# EXERCISE DETAILS
In the records below, how many lines contain the word "soap"? Reply with only the number.

# MATERIAL PROVIDED
= = = = = = =
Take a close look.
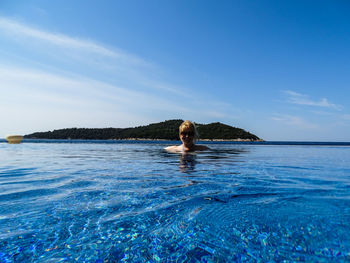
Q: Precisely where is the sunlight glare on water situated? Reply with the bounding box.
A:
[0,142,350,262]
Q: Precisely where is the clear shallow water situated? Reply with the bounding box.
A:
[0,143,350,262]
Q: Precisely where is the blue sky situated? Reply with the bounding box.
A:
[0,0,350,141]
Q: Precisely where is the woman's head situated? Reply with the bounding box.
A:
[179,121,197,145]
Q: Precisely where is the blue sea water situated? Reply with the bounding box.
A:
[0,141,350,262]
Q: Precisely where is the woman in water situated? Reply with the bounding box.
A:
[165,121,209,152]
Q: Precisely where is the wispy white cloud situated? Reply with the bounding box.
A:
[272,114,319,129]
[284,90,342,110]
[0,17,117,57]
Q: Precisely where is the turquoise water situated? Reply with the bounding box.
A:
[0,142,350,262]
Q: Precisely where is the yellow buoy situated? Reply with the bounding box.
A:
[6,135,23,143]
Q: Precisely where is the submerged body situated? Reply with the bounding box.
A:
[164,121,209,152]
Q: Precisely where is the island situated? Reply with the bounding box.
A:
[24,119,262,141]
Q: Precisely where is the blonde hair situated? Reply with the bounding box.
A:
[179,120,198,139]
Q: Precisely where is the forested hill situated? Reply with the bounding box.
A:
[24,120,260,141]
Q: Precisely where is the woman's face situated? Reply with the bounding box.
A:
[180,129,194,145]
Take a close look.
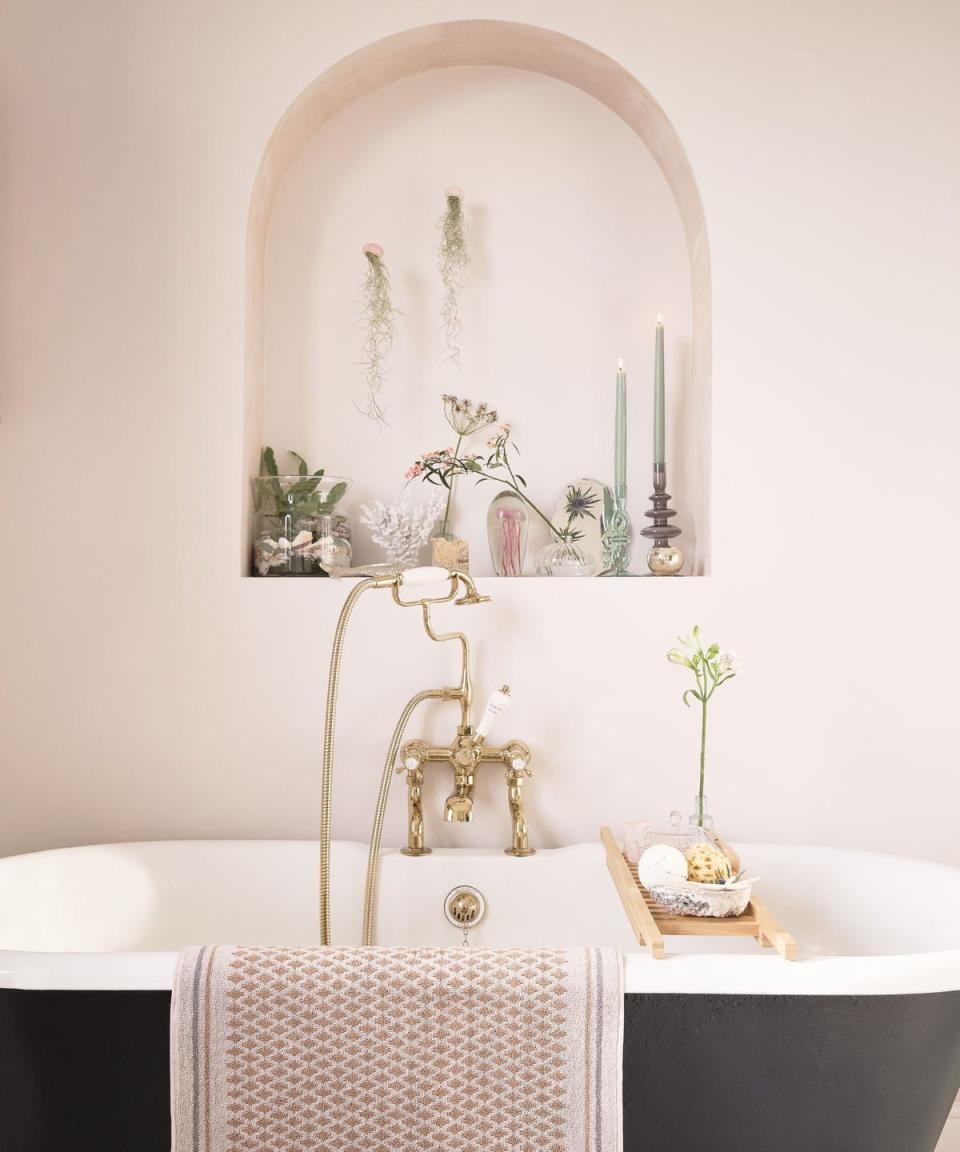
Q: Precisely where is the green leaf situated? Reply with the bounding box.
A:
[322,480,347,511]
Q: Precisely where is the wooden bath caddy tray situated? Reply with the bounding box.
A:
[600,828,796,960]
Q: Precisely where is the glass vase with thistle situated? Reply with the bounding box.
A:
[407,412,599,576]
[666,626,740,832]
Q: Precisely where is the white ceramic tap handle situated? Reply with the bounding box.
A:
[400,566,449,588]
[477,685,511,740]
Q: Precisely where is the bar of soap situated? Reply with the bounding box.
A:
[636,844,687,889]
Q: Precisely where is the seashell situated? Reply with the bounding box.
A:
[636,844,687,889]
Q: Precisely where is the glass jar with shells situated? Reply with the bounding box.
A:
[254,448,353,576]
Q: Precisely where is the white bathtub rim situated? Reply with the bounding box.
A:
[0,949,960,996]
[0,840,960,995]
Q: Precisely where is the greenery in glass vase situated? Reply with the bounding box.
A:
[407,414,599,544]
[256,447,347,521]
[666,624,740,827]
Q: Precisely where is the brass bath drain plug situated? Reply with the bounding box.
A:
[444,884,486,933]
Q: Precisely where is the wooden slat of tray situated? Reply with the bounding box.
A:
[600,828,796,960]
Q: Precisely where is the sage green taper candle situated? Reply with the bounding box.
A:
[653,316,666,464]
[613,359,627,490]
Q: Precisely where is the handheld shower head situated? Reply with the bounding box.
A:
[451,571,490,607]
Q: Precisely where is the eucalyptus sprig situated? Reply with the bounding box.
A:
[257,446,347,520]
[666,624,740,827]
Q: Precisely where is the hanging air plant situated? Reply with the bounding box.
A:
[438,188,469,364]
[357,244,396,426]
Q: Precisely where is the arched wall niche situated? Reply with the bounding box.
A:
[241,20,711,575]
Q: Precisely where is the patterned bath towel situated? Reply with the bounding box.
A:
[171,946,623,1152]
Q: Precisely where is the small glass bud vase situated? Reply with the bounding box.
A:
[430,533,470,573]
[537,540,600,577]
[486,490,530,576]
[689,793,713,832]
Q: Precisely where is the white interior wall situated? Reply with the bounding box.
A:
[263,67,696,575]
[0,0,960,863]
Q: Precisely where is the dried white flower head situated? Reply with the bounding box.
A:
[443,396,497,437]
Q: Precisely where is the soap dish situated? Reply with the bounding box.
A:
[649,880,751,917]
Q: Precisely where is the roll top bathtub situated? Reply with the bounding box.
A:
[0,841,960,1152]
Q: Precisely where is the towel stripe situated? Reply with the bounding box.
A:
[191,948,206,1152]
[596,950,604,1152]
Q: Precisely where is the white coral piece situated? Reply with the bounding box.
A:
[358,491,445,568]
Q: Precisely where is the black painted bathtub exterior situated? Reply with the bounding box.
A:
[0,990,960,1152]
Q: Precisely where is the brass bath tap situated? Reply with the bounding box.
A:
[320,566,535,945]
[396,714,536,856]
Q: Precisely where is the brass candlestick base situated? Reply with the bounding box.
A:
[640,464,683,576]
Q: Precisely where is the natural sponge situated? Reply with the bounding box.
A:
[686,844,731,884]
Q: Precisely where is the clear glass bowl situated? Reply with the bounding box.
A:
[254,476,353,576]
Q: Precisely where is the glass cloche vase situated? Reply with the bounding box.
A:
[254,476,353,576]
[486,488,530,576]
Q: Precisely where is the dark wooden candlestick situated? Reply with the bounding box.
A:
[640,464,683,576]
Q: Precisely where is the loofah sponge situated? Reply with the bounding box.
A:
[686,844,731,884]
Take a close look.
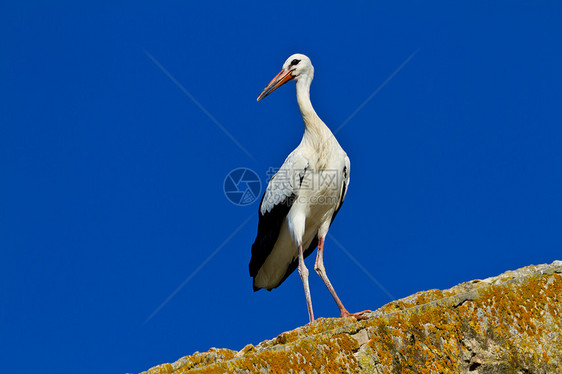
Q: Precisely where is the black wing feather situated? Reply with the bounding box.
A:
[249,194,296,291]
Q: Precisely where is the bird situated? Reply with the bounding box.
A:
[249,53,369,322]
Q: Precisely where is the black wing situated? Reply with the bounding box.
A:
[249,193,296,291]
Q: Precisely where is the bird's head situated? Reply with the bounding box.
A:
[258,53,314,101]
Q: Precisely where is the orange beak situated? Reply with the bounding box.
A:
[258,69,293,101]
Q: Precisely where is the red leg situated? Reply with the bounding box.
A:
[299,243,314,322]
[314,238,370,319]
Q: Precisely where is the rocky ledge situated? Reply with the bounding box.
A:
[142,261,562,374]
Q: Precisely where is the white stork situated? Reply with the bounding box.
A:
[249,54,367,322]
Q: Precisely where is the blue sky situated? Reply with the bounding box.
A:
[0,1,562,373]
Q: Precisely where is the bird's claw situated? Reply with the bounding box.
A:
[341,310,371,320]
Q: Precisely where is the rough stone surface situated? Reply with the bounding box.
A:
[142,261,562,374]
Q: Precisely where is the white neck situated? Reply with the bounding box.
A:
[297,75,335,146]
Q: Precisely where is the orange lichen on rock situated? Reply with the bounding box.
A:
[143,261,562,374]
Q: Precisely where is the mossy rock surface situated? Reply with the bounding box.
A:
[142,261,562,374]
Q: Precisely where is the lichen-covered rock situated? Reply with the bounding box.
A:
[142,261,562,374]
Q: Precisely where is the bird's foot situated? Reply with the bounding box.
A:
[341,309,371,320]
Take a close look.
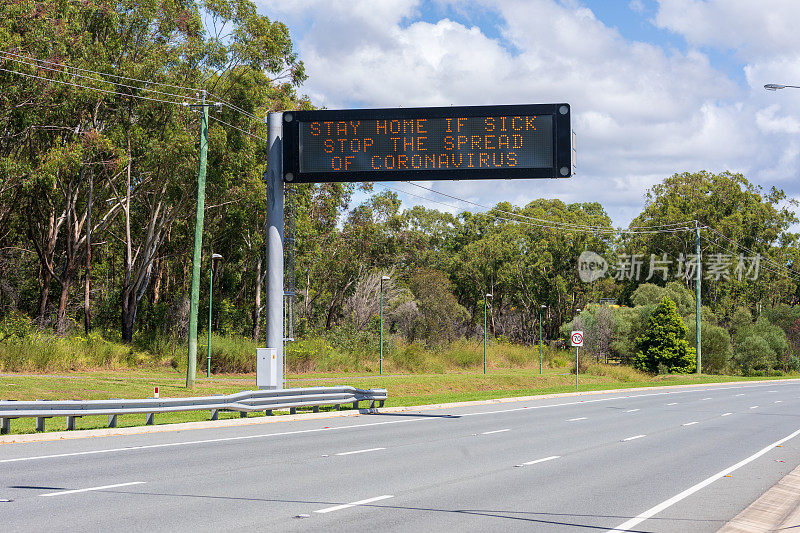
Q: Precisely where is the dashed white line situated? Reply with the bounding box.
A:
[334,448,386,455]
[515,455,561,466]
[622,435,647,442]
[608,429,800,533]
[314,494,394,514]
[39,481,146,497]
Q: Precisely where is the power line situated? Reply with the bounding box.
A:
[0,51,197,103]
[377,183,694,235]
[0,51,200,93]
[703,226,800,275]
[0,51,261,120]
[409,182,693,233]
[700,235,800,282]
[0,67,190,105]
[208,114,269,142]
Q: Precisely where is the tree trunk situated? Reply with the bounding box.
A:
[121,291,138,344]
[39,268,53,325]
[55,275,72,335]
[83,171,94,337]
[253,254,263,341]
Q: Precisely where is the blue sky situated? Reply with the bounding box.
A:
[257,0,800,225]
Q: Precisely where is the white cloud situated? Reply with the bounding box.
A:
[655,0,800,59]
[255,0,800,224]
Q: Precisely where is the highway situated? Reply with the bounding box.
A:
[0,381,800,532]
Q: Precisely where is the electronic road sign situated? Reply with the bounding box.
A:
= = = = = = =
# SOLUTION
2